9.2 x 7.7 x 3.2 cm. Lustrous, dark battleship-gray tetrahedrite crystals to 2.6 cm RICHLY cover needle quartz-covered matrix on this showy sulfide specimen from the Pincushion II Pocket of the very famous and now-closed Sweet Home Mine. These are large Sweet Home tetrahedrites and this is an excellent accessory mineral specimen from this renowned locality.
3.1 x 2.8 x 1.5 cm. An OLD-TIME, CLASSIC and BEAUTIFUL specimen of two, gem-like, quartz crystals included with hematite on matrix covered with specular hematite from the famous iron mines of Egremont, England. The quartz crystals look like cut diamonds, they are so exquisite! Most people call these beta quartz for the bipyramidal form, but technically they have an extra thin face and are not. Very trivial edge wear is certainly not a detraction from this super old-timer, as you can see. Ex. Richard Hauck Quartz Collection.
7.0 x 4.5 x 4.5 cm. A showy and excellent Chinese specimen of water-clear quartz crystals to 4.7 cm beautifully set in an older generation of milky quartz. Nestled in the milky quartz and "guarded" by the quartz spires is beautiful hematite rosette. This very aesthetic combination specimen is damage-free. The quartz crystal just behind the rosette and in front of the spires has a healed termination.
7.0 x 6.6 x 4.5 cm. An OLD-TIME and aesthetic cluster of glassy, purple amethyst crystals from a CLASSIC North Carolina locality - Iredell County. This very fine example has the typical beautiful color and crystal form of Southern Appalachian amethysts. One of the three major crystals is complete all-around. The other two are contacted on the back, which has an OLD cloth label. Ex. Crunden and Richard Hauck Collections. The Crunden Family were early contributors to the Harvard Mineral Museum. Accompanied by an old Crunden label.

* Tasks and exercises
1. Extract the mineral specimen descriptions in full, word for word.
2. Pull out every line of the records that contains the string "negative", matching case exactly.
The records below are unrelated to the mineral specimen descriptions.

* Material for the task
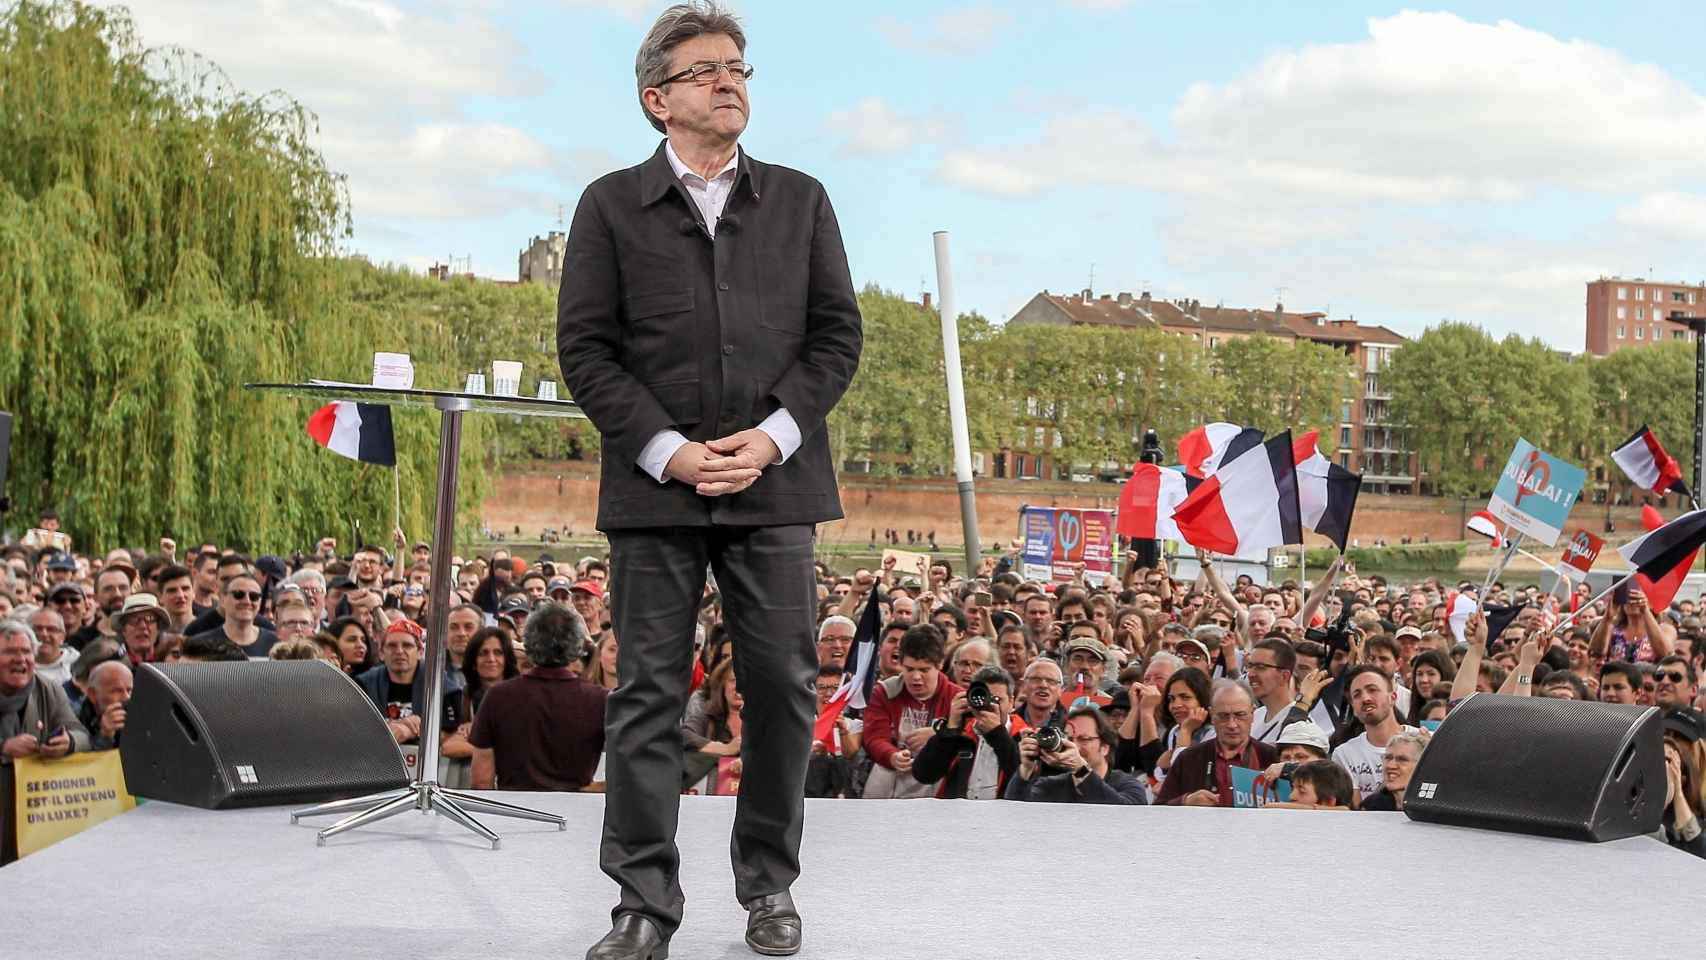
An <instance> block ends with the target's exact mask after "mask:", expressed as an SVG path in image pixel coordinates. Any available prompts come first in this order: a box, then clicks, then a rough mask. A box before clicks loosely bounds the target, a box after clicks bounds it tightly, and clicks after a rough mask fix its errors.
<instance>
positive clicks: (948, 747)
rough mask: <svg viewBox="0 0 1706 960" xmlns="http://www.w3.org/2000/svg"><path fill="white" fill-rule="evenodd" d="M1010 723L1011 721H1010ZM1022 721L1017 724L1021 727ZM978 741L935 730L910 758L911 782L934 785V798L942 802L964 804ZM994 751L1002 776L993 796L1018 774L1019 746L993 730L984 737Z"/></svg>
mask: <svg viewBox="0 0 1706 960" xmlns="http://www.w3.org/2000/svg"><path fill="white" fill-rule="evenodd" d="M1010 723H1012V721H1010ZM1022 723H1024V721H1020V725H1022ZM978 740H979V738H978V737H967V735H966V733H964V730H947V728H945V725H943V730H938V732H937V733H933V735H931V737H930V740H926V742H925V747H923V750H920V752H918V755H916V757H913V779H916V781H918V783H937V781H942V786H940V788H937V796H938V798H943V800H966V788H967V786H969V784H971V767H972V760H974V759H976V757H978ZM983 740H988V742H989V749H991V750H995V762H996V766H998V767H1000V769H1001V774H1000V778H998V781H996V786H995V795H996V796H1001V795H1005V791H1007V783H1008V779H1010V778H1012V776H1013V772H1015V771H1018V742H1017V740H1013V733H1012V730H1008V728H1007V726H996V728H995V730H991V732H988V733H984V735H983Z"/></svg>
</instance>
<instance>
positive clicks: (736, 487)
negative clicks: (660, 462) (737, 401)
mask: <svg viewBox="0 0 1706 960" xmlns="http://www.w3.org/2000/svg"><path fill="white" fill-rule="evenodd" d="M780 455H781V450H780V448H778V447H776V442H775V440H771V438H769V433H764V431H763V430H759V428H756V426H754V428H751V430H742V431H740V433H730V435H728V437H723V438H718V440H710V442H706V443H698V442H693V440H688V442H686V443H682V445H681V448H677V450H676V455H674V457H670V459H669V466H665V467H664V476H667V477H670V479H677V481H681V483H684V484H689V486H693V489H694V493H698V494H699V496H723V494H728V493H740V491H742V489H746V488H749V486H752V484H754V483H756V481H757V477H759V476H763V474H764V467H768V466H771V464H775V462H776V457H780Z"/></svg>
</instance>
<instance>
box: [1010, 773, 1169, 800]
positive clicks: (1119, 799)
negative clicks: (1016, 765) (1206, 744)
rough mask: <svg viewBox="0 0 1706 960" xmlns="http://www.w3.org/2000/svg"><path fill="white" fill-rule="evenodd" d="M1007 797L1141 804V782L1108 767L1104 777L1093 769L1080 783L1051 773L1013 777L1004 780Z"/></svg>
mask: <svg viewBox="0 0 1706 960" xmlns="http://www.w3.org/2000/svg"><path fill="white" fill-rule="evenodd" d="M1003 796H1005V798H1007V800H1029V801H1034V803H1123V805H1128V807H1143V805H1145V803H1148V800H1145V791H1143V781H1141V779H1138V778H1134V776H1131V774H1128V772H1126V771H1116V769H1112V767H1109V769H1107V779H1102V778H1099V776H1095V774H1094V772H1092V774H1088V776H1085V778H1083V781H1082V783H1075V781H1073V776H1071V774H1053V776H1039V778H1032V779H1025V778H1020V776H1015V778H1013V779H1010V781H1007V793H1005V795H1003Z"/></svg>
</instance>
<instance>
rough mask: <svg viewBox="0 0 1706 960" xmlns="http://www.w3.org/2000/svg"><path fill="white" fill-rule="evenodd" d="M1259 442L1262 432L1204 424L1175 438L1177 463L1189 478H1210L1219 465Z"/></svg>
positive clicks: (1246, 429) (1240, 426) (1228, 423)
mask: <svg viewBox="0 0 1706 960" xmlns="http://www.w3.org/2000/svg"><path fill="white" fill-rule="evenodd" d="M1261 442H1262V431H1261V430H1256V428H1254V426H1239V425H1237V423H1206V425H1203V426H1198V428H1196V430H1192V431H1191V433H1186V435H1184V437H1181V438H1179V462H1181V464H1184V472H1187V474H1191V476H1192V477H1211V476H1215V471H1216V469H1220V464H1230V462H1232V460H1235V459H1239V454H1244V452H1245V450H1249V448H1250V447H1256V445H1259V443H1261Z"/></svg>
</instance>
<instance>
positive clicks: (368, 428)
mask: <svg viewBox="0 0 1706 960" xmlns="http://www.w3.org/2000/svg"><path fill="white" fill-rule="evenodd" d="M309 437H312V438H314V442H316V443H319V445H321V447H324V448H328V450H331V452H333V454H343V455H345V457H350V459H351V460H362V462H363V464H379V466H382V467H394V466H397V442H396V437H392V433H391V408H387V406H384V404H358V402H353V401H338V402H329V404H326V406H322V408H319V409H317V411H314V416H310V418H309Z"/></svg>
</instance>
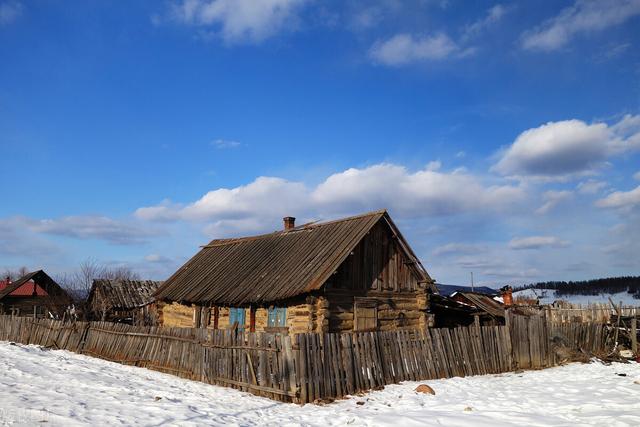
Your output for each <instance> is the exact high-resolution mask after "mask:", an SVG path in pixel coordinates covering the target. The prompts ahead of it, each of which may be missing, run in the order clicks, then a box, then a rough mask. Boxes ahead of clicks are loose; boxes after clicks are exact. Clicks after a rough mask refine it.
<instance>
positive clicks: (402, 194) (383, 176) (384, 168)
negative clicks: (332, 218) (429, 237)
mask: <svg viewBox="0 0 640 427" xmlns="http://www.w3.org/2000/svg"><path fill="white" fill-rule="evenodd" d="M312 197H313V200H314V202H315V203H316V204H318V205H319V206H322V207H324V208H325V209H330V208H333V210H334V211H339V210H341V209H348V210H350V211H355V212H357V211H363V210H367V209H375V208H376V207H388V208H390V209H392V210H393V211H394V212H397V213H399V214H402V215H406V216H421V215H449V214H456V213H462V212H469V211H474V210H475V211H477V212H480V211H484V212H487V211H496V210H501V209H508V208H510V207H513V206H514V205H515V204H517V203H519V202H521V201H522V200H523V199H524V198H525V191H524V189H523V188H521V187H515V186H509V185H502V186H484V185H482V183H481V182H480V180H479V179H478V178H477V177H475V176H472V175H469V174H467V173H464V172H459V173H456V172H453V173H445V172H439V171H433V170H428V169H424V170H419V171H417V172H413V173H412V172H409V171H408V170H407V169H406V168H405V167H403V166H399V165H394V164H387V163H383V164H378V165H374V166H370V167H368V168H365V169H355V168H352V169H348V170H346V171H344V172H340V173H336V174H334V175H331V176H330V177H328V178H327V179H326V180H325V181H324V182H323V183H321V184H320V185H319V186H318V187H317V188H316V189H315V190H314V192H313V194H312Z"/></svg>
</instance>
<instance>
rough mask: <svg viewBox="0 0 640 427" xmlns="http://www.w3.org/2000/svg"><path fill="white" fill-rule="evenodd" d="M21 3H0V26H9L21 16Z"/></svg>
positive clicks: (11, 2)
mask: <svg viewBox="0 0 640 427" xmlns="http://www.w3.org/2000/svg"><path fill="white" fill-rule="evenodd" d="M22 10H23V6H22V3H20V2H17V1H5V2H2V3H0V26H2V25H9V24H11V23H12V22H14V21H15V20H16V19H18V18H19V17H20V15H22Z"/></svg>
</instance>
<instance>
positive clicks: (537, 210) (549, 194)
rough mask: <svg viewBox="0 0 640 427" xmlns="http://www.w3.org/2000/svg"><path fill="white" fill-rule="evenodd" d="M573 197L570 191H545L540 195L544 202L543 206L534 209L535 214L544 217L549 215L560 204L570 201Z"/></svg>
mask: <svg viewBox="0 0 640 427" xmlns="http://www.w3.org/2000/svg"><path fill="white" fill-rule="evenodd" d="M571 197H573V193H572V192H571V191H566V190H564V191H555V190H549V191H545V192H544V194H543V195H542V200H544V204H543V205H542V206H540V207H539V208H538V209H536V213H537V214H538V215H544V214H547V213H549V212H550V211H551V210H552V209H554V208H555V207H556V206H558V205H559V204H560V203H562V202H564V201H566V200H568V199H570V198H571Z"/></svg>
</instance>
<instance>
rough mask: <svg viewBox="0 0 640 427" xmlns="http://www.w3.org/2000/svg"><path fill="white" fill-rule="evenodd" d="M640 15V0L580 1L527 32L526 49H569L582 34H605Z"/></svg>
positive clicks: (551, 49)
mask: <svg viewBox="0 0 640 427" xmlns="http://www.w3.org/2000/svg"><path fill="white" fill-rule="evenodd" d="M638 14H640V0H598V1H589V0H577V1H576V3H575V4H574V5H573V6H570V7H567V8H565V9H563V10H562V11H561V12H560V14H558V15H557V16H555V17H553V18H551V19H549V20H547V21H545V22H544V23H542V25H540V26H538V27H536V28H534V29H532V30H529V31H526V32H525V33H524V34H523V35H522V38H521V42H522V47H523V48H525V49H529V50H542V51H552V50H557V49H559V48H561V47H563V46H565V45H566V44H567V43H569V41H570V40H571V39H572V38H573V37H575V36H577V35H580V34H589V33H593V32H596V31H603V30H605V29H607V28H610V27H613V26H615V25H619V24H621V23H623V22H625V21H626V20H628V19H629V18H631V17H633V16H636V15H638Z"/></svg>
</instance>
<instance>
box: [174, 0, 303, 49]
mask: <svg viewBox="0 0 640 427" xmlns="http://www.w3.org/2000/svg"><path fill="white" fill-rule="evenodd" d="M304 3H305V0H260V1H255V0H183V1H181V2H178V3H174V4H173V5H172V8H171V18H172V19H173V20H175V21H177V22H180V23H183V24H187V25H194V26H197V27H204V28H208V27H213V28H215V30H214V32H215V34H217V35H219V36H220V37H222V39H223V40H224V41H225V42H227V43H231V44H233V43H259V42H262V41H263V40H265V39H267V38H269V37H272V36H274V35H275V34H277V33H279V32H281V31H284V30H292V29H294V28H295V27H296V25H297V13H298V11H299V9H300V8H301V6H302V5H303V4H304Z"/></svg>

* Exercise responses
1.
9.2 x 7.7 x 3.2 cm. Lustrous, dark battleship-gray tetrahedrite crystals to 2.6 cm RICHLY cover needle quartz-covered matrix on this showy sulfide specimen from the Pincushion II Pocket of the very famous and now-closed Sweet Home Mine. These are large Sweet Home tetrahedrites and this is an excellent accessory mineral specimen from this renowned locality.
3.1 x 2.8 x 1.5 cm. An OLD-TIME, CLASSIC and BEAUTIFUL specimen of two, gem-like, quartz crystals included with hematite on matrix covered with specular hematite from the famous iron mines of Egremont, England. The quartz crystals look like cut diamonds, they are so exquisite! Most people call these beta quartz for the bipyramidal form, but technically they have an extra thin face and are not. Very trivial edge wear is certainly not a detraction from this super old-timer, as you can see. Ex. Richard Hauck Quartz Collection.
7.0 x 4.5 x 4.5 cm. A showy and excellent Chinese specimen of water-clear quartz crystals to 4.7 cm beautifully set in an older generation of milky quartz. Nestled in the milky quartz and "guarded" by the quartz spires is beautiful hematite rosette. This very aesthetic combination specimen is damage-free. The quartz crystal just behind the rosette and in front of the spires has a healed termination.
7.0 x 6.6 x 4.5 cm. An OLD-TIME and aesthetic cluster of glassy, purple amethyst crystals from a CLASSIC North Carolina locality - Iredell County. This very fine example has the typical beautiful color and crystal form of Southern Appalachian amethysts. One of the three major crystals is complete all-around. The other two are contacted on the back, which has an OLD cloth label. Ex. Crunden and Richard Hauck Collections. The Crunden Family were early contributors to the Harvard Mineral Museum. Accompanied by an old Crunden label.

2.
negative clicks: (660, 462) (737, 401)
negative clicks: (1016, 765) (1206, 744)
negative clicks: (332, 218) (429, 237)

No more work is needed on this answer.